→ WHAT THIS TASK INVOLVES
Line count for the string "petal": state how many lines in the records below hold it, giving only the number.
*** THE RECORDS
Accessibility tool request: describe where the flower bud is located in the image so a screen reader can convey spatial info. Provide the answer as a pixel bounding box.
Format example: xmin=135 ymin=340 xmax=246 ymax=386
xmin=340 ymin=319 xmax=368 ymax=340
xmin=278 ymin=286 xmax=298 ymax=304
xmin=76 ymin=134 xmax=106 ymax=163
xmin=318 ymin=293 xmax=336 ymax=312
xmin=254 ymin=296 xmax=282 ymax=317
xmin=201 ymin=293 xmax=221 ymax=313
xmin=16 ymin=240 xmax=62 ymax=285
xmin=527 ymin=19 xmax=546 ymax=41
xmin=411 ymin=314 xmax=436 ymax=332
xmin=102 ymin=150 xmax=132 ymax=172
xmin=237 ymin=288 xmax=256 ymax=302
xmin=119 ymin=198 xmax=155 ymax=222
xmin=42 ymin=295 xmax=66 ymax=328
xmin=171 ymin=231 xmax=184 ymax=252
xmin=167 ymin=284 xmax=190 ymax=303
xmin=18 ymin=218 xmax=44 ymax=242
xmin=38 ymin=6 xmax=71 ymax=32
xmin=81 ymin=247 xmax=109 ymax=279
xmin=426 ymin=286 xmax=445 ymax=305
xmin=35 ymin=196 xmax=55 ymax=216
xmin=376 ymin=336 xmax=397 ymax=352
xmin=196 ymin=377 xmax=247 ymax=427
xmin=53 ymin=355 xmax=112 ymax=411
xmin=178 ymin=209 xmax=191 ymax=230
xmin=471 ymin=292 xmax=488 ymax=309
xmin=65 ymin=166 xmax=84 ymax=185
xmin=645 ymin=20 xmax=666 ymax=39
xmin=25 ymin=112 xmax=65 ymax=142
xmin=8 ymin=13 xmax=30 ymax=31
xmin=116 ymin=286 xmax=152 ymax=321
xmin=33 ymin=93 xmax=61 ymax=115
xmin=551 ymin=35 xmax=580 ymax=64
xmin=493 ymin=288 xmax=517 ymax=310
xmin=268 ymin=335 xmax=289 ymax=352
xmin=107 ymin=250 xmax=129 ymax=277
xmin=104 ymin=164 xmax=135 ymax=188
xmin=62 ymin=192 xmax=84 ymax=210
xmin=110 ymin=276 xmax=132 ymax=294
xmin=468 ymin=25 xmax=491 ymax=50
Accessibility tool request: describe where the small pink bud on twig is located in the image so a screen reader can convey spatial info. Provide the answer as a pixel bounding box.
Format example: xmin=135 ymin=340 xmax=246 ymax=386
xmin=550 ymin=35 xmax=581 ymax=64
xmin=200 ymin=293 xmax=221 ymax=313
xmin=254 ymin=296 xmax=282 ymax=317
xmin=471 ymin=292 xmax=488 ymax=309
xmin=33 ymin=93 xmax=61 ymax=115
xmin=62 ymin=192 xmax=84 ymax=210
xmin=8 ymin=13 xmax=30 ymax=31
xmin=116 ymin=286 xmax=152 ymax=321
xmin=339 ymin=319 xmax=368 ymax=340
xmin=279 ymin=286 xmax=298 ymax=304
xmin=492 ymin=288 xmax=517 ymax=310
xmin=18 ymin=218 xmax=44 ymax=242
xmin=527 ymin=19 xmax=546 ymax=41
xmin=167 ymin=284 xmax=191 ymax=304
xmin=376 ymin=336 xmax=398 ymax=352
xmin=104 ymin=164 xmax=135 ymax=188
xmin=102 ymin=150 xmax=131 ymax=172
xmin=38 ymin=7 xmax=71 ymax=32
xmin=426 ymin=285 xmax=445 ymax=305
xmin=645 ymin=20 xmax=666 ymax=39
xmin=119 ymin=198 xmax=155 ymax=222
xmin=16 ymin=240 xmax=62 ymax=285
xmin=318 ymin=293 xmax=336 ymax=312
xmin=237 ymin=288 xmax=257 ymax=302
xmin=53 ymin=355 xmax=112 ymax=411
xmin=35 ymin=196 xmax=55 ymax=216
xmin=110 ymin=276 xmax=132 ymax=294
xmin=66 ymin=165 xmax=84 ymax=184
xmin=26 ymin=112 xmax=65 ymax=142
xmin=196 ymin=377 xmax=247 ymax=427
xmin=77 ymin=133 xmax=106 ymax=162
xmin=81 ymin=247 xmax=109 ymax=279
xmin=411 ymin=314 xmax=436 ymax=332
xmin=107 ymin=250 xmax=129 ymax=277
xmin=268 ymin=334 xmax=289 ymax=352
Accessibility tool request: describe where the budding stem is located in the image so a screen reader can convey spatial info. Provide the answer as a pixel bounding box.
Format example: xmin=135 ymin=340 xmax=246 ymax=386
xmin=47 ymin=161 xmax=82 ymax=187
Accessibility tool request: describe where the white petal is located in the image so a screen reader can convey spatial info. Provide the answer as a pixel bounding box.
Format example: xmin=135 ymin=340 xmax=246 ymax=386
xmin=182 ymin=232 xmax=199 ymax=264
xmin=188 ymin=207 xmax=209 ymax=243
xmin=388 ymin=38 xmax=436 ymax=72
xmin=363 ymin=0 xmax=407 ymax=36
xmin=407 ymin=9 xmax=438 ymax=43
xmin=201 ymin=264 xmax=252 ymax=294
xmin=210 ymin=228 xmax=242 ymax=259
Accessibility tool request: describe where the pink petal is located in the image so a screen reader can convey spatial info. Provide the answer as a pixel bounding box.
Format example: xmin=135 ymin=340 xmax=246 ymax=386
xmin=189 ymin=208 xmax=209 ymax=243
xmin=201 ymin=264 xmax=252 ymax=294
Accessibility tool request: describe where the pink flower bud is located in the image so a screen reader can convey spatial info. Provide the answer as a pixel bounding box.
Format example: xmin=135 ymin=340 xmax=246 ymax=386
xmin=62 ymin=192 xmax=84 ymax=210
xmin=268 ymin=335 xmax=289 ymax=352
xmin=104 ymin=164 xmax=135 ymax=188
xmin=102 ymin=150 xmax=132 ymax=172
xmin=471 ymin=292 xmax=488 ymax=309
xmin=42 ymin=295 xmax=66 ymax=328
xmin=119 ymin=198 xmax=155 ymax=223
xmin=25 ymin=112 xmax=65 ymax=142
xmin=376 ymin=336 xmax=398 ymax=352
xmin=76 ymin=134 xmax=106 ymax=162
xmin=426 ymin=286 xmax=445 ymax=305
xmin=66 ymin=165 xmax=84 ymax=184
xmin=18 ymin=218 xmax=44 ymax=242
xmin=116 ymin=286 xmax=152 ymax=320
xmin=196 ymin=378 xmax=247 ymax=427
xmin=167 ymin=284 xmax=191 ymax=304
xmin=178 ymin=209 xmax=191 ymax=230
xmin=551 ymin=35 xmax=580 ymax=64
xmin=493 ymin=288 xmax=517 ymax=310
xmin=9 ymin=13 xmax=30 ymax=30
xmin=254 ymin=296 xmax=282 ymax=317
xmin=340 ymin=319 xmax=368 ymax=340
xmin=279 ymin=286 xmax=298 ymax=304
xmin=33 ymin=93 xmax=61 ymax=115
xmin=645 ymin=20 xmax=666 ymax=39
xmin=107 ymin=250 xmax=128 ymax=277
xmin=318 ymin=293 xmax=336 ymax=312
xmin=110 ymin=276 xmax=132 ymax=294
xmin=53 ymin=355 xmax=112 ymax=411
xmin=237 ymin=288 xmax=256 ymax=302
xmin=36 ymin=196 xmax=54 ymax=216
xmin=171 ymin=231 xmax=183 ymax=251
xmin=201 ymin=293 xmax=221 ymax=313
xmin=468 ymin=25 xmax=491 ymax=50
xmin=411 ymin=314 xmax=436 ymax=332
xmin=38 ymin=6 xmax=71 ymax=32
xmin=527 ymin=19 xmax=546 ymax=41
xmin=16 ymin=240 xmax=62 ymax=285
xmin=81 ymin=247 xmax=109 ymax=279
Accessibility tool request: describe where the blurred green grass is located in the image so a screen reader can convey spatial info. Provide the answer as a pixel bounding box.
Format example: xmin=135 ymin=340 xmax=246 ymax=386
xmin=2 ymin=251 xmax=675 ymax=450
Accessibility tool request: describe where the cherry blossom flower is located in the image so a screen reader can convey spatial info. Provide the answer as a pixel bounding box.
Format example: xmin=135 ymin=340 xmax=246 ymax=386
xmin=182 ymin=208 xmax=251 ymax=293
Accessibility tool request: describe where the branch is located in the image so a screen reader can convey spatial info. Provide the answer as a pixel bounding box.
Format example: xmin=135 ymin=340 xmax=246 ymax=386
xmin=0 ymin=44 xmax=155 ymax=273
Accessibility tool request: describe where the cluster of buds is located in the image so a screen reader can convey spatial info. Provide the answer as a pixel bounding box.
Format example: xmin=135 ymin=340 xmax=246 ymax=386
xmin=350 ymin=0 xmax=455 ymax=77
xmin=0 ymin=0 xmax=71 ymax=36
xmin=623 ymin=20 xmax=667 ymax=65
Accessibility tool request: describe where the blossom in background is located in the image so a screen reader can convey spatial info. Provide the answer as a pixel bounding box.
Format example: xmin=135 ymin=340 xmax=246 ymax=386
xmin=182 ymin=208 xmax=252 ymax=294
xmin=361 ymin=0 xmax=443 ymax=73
******
→ ANSWER FOR THIS EXERCISE
2